The problem with my husband is that when i try to talk about getting a snake, all he sais is NO, he dosent give his reasons, just no, and never wants to talk about it, it pisses me off, i'd like to at lease get a reason. I want to bring him in a pet shop and show him a corn, but i never saw a corn snake here in our pet shops... i know some ppl that have some, but they are a long drive away...
I know this is serious, we are married, and he lives with me, so even though i will do everything the snake needs, clean it, feed it... he will still see the snake. And i don't want to get one, and have to give it away! then again I am not a child, and I should be able to make that decision myself.... so as everyone can see, I am really confused!!!
You are right, you are married, blah blah blah. But he needs to give his reasoning for not wanting one in the house. And if it's a good reason, then its something you both need to talk and hash out. But, and I would tell him this, "NO" is not an acceptable reason, be upfront with him and put your foot down so to speak. Either he tells you the reason or you go and get it. Then if he has a good reason, hoperfully he will tell you.

I've gone through, and continue to go through this with my half. I respect his opinions, and his only reason is " I feel overrun by reptiles and fish". That is not a good enough reason for me, considerring, he has absolutely NOTHING to do with them. Yes there's critters in most rooms in the house, but.....it looks good.

Wow, I'm getting OT ( onto me LOL ).

------------------------------------------------------------------------

Problems to solve |
**A)** From the forum posts about getting a snake, set down the passage from "I've gone through, and" up to and including "but.....it looks good.", word for word.
**B)** List each distinct word in the forum posts about getting a snake that is written entirely in capital letters, leaving out the single letter "I".

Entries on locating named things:
------------------------------------------------------------------------

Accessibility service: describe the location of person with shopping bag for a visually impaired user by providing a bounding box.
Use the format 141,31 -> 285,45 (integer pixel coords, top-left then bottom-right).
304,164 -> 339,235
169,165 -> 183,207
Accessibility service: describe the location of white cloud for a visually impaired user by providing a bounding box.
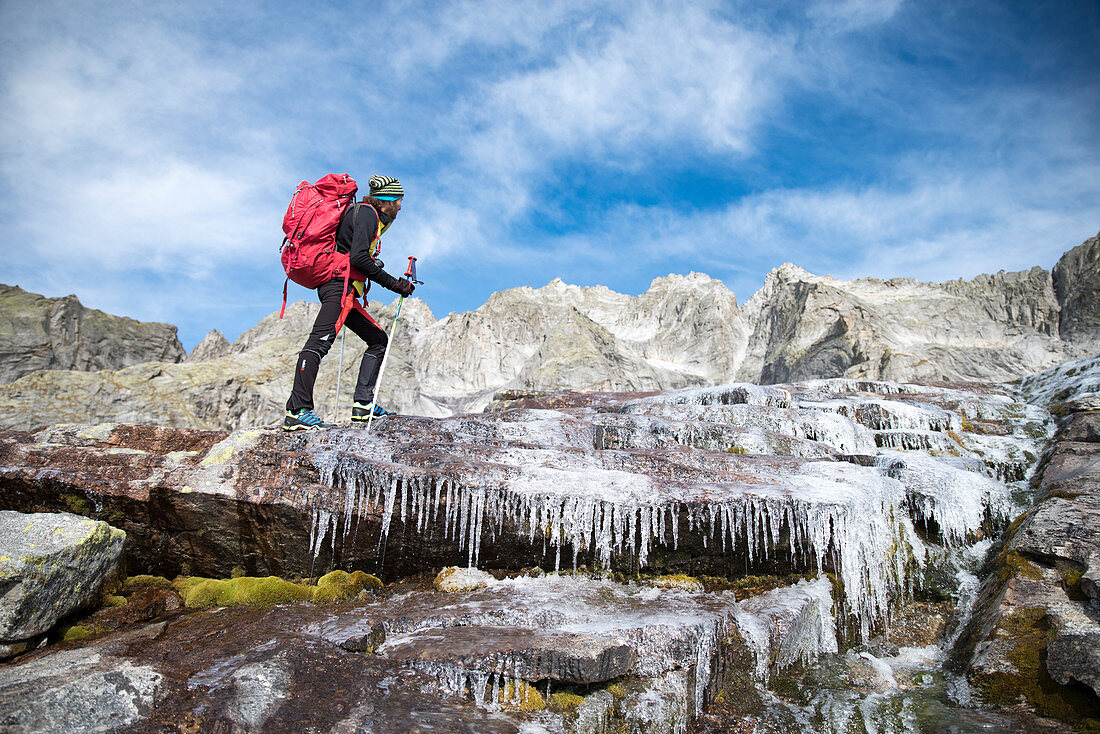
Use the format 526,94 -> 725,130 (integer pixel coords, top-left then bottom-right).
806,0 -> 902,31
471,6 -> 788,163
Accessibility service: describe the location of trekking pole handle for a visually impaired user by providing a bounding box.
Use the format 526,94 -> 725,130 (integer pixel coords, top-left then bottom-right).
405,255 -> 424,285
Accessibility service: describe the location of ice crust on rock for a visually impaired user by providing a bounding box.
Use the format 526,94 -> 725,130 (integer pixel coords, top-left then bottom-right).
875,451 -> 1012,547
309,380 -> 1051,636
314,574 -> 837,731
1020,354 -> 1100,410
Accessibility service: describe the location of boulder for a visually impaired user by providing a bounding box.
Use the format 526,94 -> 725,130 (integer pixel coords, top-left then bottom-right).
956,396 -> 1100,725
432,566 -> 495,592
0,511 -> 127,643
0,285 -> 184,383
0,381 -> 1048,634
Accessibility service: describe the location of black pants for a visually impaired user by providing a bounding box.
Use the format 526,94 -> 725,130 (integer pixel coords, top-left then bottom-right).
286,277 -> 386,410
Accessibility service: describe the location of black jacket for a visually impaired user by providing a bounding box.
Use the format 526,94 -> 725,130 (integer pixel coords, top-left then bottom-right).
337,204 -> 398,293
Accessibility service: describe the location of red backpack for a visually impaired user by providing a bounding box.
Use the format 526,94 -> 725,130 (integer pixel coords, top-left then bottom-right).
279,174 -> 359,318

------------------------------------------------------------------------

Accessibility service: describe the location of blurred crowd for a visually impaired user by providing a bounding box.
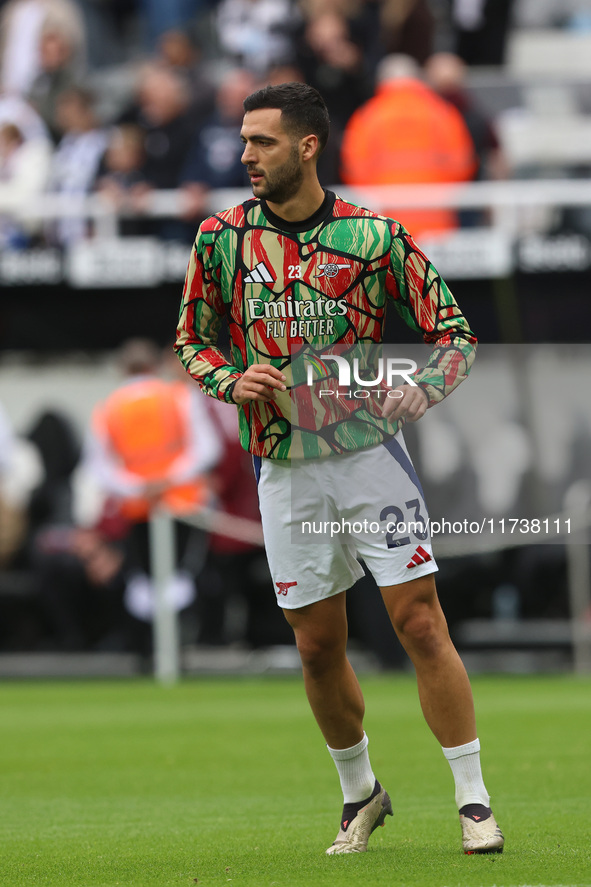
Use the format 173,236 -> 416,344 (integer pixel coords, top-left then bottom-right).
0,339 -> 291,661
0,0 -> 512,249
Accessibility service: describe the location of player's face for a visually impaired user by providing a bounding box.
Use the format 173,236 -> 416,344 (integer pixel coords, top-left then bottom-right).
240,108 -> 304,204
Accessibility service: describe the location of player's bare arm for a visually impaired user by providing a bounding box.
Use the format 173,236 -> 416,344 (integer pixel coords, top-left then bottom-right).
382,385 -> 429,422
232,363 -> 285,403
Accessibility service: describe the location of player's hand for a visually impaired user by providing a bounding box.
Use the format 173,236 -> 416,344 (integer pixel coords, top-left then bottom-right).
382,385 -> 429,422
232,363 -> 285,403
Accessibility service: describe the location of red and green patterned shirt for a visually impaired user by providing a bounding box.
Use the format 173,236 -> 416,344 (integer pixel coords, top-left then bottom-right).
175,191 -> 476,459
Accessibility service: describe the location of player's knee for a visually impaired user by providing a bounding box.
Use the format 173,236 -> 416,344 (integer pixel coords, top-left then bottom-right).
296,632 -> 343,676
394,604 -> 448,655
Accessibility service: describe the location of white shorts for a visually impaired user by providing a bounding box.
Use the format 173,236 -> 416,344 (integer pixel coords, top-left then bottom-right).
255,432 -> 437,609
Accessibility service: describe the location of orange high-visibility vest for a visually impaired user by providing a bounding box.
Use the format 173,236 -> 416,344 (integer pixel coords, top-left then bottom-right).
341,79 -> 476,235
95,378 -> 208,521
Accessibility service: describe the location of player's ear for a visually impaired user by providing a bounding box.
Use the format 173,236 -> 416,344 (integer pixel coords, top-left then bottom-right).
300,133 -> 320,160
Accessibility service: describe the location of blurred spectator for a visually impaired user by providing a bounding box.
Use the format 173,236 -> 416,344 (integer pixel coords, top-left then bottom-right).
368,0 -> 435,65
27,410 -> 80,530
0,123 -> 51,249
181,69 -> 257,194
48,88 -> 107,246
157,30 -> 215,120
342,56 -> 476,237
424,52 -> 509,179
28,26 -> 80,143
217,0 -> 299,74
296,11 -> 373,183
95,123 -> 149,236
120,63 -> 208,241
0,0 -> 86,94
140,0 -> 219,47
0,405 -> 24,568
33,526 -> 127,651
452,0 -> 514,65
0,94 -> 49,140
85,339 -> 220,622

------------------------------------------------------------------------

Expected responses |
**A)**
I've gone through, and continue to go through this with my half. I respect his opinions, and his only reason is " I feel overrun by reptiles and fish". That is not a good enough reason for me, considerring, he has absolutely NOTHING to do with them. Yes there's critters in most rooms in the house, but.....it looks good.

**B)** NO, NOTHING, OT, LOL